▶ **Was zu tun ist**
(a) Was befindet sich laut dem Ausgangstext in der Mitte der Innenseite des inneren Quadrats?
(b) Fasse den Ausgangstext bitte in zwei Sätzen zusammen.

▶ **Ausgangstext**
'''

In zwei großen Quadraten sind dann auch die Exponate des Hauptsaals angeordnet. Im Uhrzeigersinn geht es an frühen US-amerikanischen Strips und deutschen Comics vorbei und über Graphic Novels und frankobelgische Vertreter zurück zu Zeitungsstrips jüngeren Datums. Die Innenseite des inneren Quadrats, in deren Mitte sich eine Leseecke befindet, ist den Superhelden gewidmet. Die Stücke auf der Bühne sind dem jeweiligen Künstler vorbehalten, dessen Veranstaltung als Nächstes in Haus steht. Kein leichtes Unterfangen. Im Folgenden erklärt Christian Schmidt-Neumann ...

'''

▶ **Die Liste**
'''

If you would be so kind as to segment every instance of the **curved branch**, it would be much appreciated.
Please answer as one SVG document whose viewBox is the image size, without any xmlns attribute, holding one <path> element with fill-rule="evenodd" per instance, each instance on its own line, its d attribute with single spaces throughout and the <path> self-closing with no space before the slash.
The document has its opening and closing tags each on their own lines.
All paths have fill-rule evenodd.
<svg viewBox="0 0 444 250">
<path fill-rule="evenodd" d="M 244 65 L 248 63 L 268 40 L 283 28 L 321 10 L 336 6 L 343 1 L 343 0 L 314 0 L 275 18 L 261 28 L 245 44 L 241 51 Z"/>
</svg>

'''

▶ **Die Ergebnisse**
(a) Eine Leseecke.

(b) Die Exponate des Hauptsaals sind in zwei großen Quadraten angeordnet, und der Weg führt im Uhrzeigersinn von frühen US-amerikanischen Strips und deutschen Comics über Graphic Novels und frankobelgische Vertreter zurück zu jüngeren Zeitungsstrips. Die Innenseite des inneren Quadrats mit einer Leseecke in der Mitte ist den Superhelden gewidmet, und die Stücke auf der Bühne sind dem Künstler der jeweils nächsten Veranstaltung vorbehalten.